What you have to do:
Wherever a line in the records contains the word "below", return that line.

### Information

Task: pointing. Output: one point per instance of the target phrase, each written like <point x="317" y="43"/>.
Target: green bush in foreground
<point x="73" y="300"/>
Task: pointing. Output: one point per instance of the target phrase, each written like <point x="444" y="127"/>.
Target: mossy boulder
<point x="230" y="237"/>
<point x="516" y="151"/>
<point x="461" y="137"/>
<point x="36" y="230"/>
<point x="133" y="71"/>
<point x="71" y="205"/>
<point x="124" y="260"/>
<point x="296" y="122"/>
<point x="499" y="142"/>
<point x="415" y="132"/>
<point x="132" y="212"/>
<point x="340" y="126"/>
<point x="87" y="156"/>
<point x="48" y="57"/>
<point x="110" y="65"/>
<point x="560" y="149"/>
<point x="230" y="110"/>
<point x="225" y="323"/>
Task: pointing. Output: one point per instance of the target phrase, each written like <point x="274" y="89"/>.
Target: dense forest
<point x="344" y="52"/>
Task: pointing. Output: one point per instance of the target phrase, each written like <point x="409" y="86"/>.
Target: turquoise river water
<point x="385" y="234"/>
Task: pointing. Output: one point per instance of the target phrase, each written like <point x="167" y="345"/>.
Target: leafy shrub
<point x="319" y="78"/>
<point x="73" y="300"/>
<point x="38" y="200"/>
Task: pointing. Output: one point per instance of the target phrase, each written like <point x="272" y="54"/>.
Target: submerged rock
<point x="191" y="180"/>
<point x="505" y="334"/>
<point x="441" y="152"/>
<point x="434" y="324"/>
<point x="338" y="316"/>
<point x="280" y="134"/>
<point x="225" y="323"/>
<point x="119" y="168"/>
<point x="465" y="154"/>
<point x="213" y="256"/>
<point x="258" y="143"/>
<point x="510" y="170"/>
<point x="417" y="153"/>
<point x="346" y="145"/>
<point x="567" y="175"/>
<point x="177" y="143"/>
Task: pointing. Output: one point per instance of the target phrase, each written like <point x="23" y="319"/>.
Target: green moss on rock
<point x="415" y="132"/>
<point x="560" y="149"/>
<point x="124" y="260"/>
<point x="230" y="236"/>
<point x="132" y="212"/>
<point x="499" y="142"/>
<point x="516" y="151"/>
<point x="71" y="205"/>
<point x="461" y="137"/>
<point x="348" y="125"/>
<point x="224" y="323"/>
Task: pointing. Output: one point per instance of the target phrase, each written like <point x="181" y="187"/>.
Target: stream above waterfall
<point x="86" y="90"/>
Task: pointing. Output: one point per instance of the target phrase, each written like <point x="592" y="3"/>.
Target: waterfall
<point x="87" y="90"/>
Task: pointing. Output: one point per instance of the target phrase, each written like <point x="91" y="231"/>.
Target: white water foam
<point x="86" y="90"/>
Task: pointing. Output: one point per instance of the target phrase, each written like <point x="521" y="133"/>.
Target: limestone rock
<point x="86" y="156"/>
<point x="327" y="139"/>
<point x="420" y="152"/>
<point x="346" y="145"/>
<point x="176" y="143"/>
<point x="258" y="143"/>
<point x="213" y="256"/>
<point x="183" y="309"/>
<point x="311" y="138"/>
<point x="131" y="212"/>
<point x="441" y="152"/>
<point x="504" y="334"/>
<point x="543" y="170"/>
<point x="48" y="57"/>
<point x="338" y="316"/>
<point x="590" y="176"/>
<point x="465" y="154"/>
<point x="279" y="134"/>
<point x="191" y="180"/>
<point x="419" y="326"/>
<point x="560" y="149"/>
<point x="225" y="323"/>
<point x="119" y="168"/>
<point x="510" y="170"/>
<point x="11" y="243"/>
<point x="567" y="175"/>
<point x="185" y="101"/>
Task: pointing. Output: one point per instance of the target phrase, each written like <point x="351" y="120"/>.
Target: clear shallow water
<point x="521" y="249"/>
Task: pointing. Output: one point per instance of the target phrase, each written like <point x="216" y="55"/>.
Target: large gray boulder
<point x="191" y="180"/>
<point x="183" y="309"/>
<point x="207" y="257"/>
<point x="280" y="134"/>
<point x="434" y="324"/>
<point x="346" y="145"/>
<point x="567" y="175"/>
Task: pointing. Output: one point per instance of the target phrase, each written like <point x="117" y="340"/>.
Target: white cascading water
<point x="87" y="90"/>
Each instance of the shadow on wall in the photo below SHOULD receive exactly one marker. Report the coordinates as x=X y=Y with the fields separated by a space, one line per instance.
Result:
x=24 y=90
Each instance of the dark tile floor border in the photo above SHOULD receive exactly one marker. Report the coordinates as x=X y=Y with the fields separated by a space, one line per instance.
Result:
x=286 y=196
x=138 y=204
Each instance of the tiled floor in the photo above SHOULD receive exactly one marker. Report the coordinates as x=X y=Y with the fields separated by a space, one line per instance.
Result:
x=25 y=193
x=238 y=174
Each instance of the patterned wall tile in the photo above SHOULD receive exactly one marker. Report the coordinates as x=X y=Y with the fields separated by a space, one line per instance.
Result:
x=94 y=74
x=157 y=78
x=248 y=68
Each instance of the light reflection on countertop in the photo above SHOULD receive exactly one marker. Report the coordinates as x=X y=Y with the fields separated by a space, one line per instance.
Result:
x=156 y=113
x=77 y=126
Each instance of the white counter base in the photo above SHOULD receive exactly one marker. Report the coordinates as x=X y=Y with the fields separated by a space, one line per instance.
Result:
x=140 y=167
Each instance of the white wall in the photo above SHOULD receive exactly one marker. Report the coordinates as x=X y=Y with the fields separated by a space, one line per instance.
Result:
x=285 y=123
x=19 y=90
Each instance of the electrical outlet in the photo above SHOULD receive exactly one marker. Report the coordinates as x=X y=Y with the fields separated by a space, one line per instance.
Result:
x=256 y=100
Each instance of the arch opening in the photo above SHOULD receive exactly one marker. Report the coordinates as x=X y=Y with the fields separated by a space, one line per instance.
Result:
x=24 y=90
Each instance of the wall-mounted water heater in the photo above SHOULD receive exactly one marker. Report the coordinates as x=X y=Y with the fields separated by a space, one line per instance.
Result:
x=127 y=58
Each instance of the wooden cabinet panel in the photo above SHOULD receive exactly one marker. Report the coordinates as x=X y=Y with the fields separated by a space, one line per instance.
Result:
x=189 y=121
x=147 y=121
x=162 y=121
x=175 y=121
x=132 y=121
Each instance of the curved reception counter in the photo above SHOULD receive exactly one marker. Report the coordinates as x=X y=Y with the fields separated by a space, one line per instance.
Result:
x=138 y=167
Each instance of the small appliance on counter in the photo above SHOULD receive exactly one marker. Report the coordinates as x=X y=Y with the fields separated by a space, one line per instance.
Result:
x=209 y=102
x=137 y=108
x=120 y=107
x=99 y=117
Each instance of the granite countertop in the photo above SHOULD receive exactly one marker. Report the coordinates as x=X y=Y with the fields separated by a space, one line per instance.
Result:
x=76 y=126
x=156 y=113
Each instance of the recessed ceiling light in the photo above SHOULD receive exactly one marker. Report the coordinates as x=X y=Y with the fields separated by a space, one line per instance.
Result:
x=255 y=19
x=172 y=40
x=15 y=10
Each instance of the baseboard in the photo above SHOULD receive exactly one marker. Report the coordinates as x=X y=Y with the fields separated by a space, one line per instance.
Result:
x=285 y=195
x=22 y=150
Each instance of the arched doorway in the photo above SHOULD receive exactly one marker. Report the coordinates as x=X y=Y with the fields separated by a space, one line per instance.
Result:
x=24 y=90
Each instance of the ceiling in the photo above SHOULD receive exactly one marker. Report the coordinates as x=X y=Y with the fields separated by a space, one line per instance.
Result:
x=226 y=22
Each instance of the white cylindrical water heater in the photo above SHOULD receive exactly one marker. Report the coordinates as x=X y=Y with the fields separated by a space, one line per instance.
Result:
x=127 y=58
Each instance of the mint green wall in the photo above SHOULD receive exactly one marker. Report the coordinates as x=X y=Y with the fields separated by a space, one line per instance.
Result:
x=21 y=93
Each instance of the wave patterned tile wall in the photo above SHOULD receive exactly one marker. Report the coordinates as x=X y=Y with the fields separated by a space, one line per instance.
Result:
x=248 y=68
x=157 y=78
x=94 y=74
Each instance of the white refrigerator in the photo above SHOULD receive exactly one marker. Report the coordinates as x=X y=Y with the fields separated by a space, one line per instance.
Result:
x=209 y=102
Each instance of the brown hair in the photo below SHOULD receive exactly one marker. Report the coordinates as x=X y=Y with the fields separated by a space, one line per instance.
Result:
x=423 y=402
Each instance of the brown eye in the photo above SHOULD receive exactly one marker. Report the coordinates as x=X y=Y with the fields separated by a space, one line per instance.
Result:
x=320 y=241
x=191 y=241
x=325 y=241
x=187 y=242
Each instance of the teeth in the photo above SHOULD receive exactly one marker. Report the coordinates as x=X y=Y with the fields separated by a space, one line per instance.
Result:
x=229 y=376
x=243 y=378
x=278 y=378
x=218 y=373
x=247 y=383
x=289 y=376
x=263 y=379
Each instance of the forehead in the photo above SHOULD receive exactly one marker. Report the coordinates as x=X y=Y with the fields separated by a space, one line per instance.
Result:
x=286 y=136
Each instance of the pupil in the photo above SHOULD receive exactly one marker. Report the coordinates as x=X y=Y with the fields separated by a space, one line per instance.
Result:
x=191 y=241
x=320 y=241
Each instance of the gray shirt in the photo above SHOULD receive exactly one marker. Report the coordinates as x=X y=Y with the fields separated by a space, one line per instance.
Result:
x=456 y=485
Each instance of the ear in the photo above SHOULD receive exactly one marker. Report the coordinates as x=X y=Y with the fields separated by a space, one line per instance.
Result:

######

Your solution:
Each instance of the shadow on wall in the photo below SHOULD receive exactly one marker. Report the coordinates as x=X y=Y with the fields separated by a space, one line per instance.
Each instance of the brown hair in the photo below SHOULD receive exactly one marker. Report the coordinates as x=X y=Y with the fields separated by a space, one line per instance.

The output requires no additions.